Excerpted text
--- --- ---
Setting ‘fragmentation’ against ‘globalization’

After suffering through the trauma of two world wars, world leaders founded the United Nations for the deterrence of future wars and the promotion of world peace. The diversities of national, religious and ethnic identities as well as competition for scarce resources, however, have been viewed as the primary causes of wars; the amelioration of the characteristics of diversity and the redistribution of world resources have therefore become interwoven within UN peacekeeping goals. In order to accomplish these purposes, attempts are in process to elevate political and economic power beyond the accountability and control of the nations’ troublesome peoples, while at the same time retaining the appearance of democratic government.

One of the methods of achieving this appearance was to bypass the nations’ peoples and to establish a new “civil society,” made up of ideologically favoured non-governmental organizations (like Planned Parenthood), and operating as a substitute electorate. As Dr. Paul Demeny, former president of the Population Association of America, noted in Cairo, the only way the 1994 Population Conference “consensus” could have been reached was through a selective “invitation list” of participants.

Another way to bypass the democratic process within nations is through the process of “devolution.” Devolution is a passing down of authority, responsibilities and rights from the higher level of government to the lower, while retaining ultimate control at the higher level. An example of devolution is the “Third Way” of prime minister Tony Blair in the United Kingdom, where the process has exacerbated the erosion of national sovereignty through a grant of political powers to Scotland, Ireland, and Wales. These “states” within the U.K. now have the opportunity to become little fish in a larger pond, where the goals are established in sync with international, rather than local, interests.

Addressing the 50th General Assembly of the UN in October 1995, Pope John Paul II underlined some of the more serious implications of the erosion of national sovereignty. In his speech, he noted the existence of dual forces in the contemporary world: of the universality of an historical worldwide “quest for freedom,” and the particularity of “an explosive need for identity and survival” expressed as a “powerful re-emergence of (a) certain ethnic and cultural consciousness.”

The Pope reminded delegates that freedom, as the object of the historical quest, “is ordered to the truth … Detached from the truth about the human person, freedom deteriorates into license in the lives of individuals and in political life. It becomes the caprice of the most powerful …” It is that universal moral law “written on the human heart” which will provide the “moral logic” necessary for a dialogue between “individuals and peoples” in discussing the human future.
--- --- ---
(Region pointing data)
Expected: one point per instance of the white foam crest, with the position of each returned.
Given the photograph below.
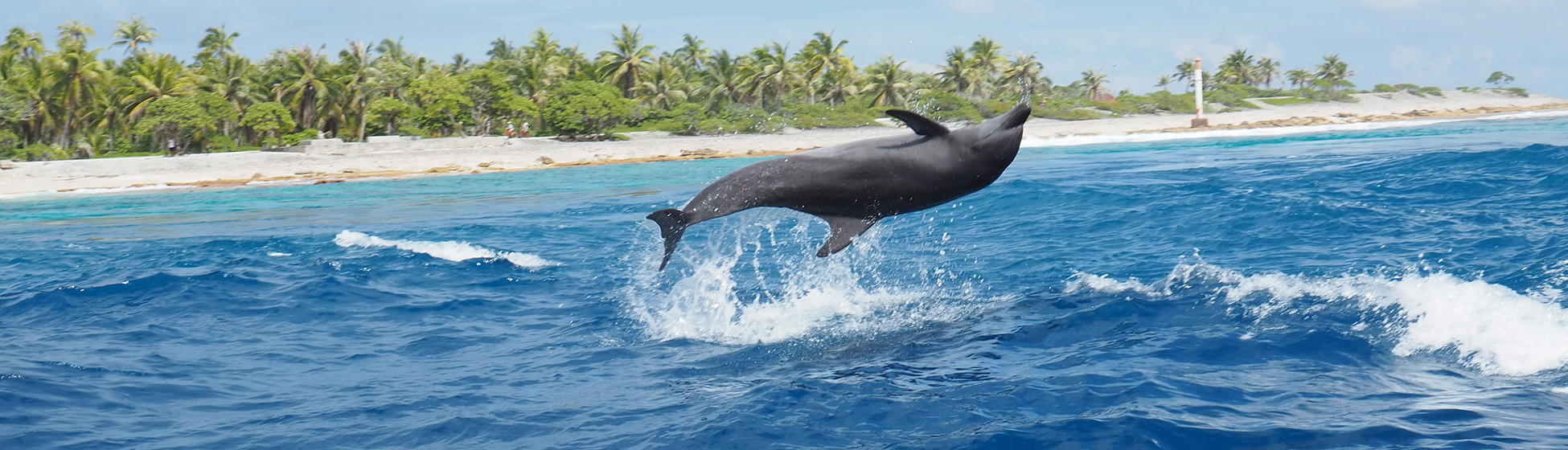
(1087, 140)
(1492, 326)
(747, 290)
(454, 252)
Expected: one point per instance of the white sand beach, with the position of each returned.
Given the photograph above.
(281, 168)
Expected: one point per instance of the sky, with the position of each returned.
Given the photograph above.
(1432, 43)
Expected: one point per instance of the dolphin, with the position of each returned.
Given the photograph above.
(856, 184)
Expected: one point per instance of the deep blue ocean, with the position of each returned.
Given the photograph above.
(1376, 288)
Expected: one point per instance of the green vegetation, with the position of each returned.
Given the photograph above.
(60, 99)
(1409, 88)
(1286, 100)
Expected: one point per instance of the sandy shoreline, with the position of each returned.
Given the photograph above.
(273, 168)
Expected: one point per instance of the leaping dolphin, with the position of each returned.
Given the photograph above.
(856, 184)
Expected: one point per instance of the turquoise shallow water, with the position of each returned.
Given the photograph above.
(1357, 289)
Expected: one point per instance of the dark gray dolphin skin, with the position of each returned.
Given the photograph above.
(856, 184)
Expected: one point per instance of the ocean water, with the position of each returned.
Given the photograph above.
(1376, 288)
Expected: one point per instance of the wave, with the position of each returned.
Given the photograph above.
(1493, 328)
(454, 252)
(1087, 140)
(742, 289)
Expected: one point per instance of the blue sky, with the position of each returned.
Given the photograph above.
(1443, 43)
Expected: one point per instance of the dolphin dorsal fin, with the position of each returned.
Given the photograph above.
(917, 123)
--- --- ---
Tasks for this exercise
**A)** Answer these questions about the article on fragmentation and globalization:
(i) What post did Dr. Paul Demeny formerly hold?
(ii) To which three parts of the U.K. were political powers granted?
(iii) In what month and year did Pope John Paul II address the 50th General Assembly of the UN?
**B)** Quote the article on fragmentation and globalization word for word. Begin at the words "After suffering through" and stop after the words "of democratic government.".
**C)** Extend the article on fragmentation and globalization from its last sentence.

Results for the exercise
**A)**
(i) Former president of the Population Association of America
(ii) Scotland, Ireland, and Wales
(iii) October 1995

**B)**
After suffering through the trauma of two world wars, world leaders founded the United Nations for the deterrence of future wars and the promotion of world peace. The diversities of national, religious and ethnic identities as well as competition for scarce resources, however, have been viewed as the primary causes of wars; the amelioration of the characteristics of diversity and the redistribution of world resources have therefore become interwoven within UN peacekeeping goals. In order to accomplish these purposes, attempts are in process to elevate political and economic power beyond the accountability and control of the nations’ troublesome peoples, while at the same time retaining the appearance of democratic government.

**C)**
John Paul then observed that the UN Universal Declaration on Human Rights “spoke eloquently of the rights of persons; but no similar international agreement has yet adequately addressed the rights of nations.” He noted that the Second World War “was fought because of the violations of the rights of nations.”

While the commonality of “sharing in the same human nature” provides people with an awareness of their relationship with the larger human family, the Pope argued, people are “necessarily bound in a more intense way” to various groups, beginning with the family and going on to include the whole of their ethnic and cultural group. The “rights of nations,” residing upon this “anthropological foundation” are “nothing but ‘human rights’ fostered at the specific level of community life.” The meaning of personal existence is found in human culture for “every culture is an effort to ponder the mystery of the world and … the human person. It (gives) expression to the transcendent dimension of human life.”

Recently, former UN secretary-general Boutros Boutros-Gali drew attention to the same forces of universality and particularity; but, unlike the Pope, he clearly views them as oppositional rather than complementary. He described a gloomy vision of “globalization” versus “fragmentation,” and instead of affirming the intensity of the human need for identifying with family as well as ethnic and cultural groups, Boutros-Ghali claimed the move toward the particular in human relationships leads to “fanaticism, isolationism, separatism, and proliferation of civil war.”

The debate on the representative nature of the UN has only just begun, but pressures are building among UN bureaucrats to manoeuvre for world government status. A larger question now remains to be answered: Are we about to witness the formation of an undemocratic New World Order, paid for with monies involuntarily extracted from the world’s people by bureaucratic intermediaries?